Document:
============================================================

How To Train a BERT Model

Many of the articles have been focused on BERT — the model that came and dominated the world of natural language processing (NLP) and marked a new age for language models.

For those of you that may not have used transformers models (eg what BERT is) before, the process looks a little like this:

  • pip install transformers
  • Initialize a pre-trained transformers model — from_pretrained.
  • Test it on some data.
  • Maybe fine-tune the model (train it some more).

Now, this is a great approach, but if we only ever do this, we lack the understanding behind creating our own transformers models.

And, if we cannot create our own transformer models — we must rely on there being a pre-trained model that fits our problem, this is not always the case.

So in this article, we will explore the steps we must take to build our own transformer model — specifically a further developed version of BERT, called RoBERTa.

============================================================

Tasks to complete:
1. Answer these from the BERT article:
(a) What command is listed as the first step of the usual process?
(b) What words in parentheses explain fine-tuning the model?
(c) What further developed version of BERT does the article set out to build?
2. Reproduce the records unchanged, from the line containing "of the white" through the end of the records.

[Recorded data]
============================================================

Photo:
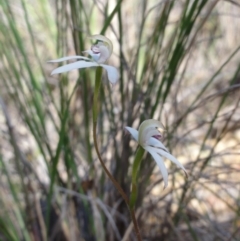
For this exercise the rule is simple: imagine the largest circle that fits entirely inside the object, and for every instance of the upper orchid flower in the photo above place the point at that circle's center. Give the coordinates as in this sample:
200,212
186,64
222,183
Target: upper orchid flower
100,53
149,137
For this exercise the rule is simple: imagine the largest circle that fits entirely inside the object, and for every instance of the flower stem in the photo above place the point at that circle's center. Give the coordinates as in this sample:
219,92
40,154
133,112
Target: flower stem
135,170
115,183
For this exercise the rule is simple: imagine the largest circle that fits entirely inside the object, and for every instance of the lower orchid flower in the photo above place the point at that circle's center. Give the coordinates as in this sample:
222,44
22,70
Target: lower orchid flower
148,136
99,53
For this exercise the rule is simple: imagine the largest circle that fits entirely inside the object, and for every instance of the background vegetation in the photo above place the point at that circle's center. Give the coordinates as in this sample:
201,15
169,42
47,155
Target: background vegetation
179,63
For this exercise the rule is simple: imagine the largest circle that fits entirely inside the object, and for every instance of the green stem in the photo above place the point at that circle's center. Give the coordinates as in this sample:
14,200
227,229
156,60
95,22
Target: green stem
135,170
115,183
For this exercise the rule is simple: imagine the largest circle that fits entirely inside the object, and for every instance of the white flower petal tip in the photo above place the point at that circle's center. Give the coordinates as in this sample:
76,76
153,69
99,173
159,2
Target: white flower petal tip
99,53
149,136
104,39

============================================================

Answers for the exercise:
1.
(a) pip install transformers
(b) train it some more
(c) RoBERTa

2.
For this exercise the rule is simple: imagine the largest circle that fits entirely inside the object, and for every instance of the white flower petal tip in the photo above place the point at that circle's center. Give the coordinates as in this sample:
76,76
153,69
99,173
159,2
Target: white flower petal tip
99,53
149,136
104,39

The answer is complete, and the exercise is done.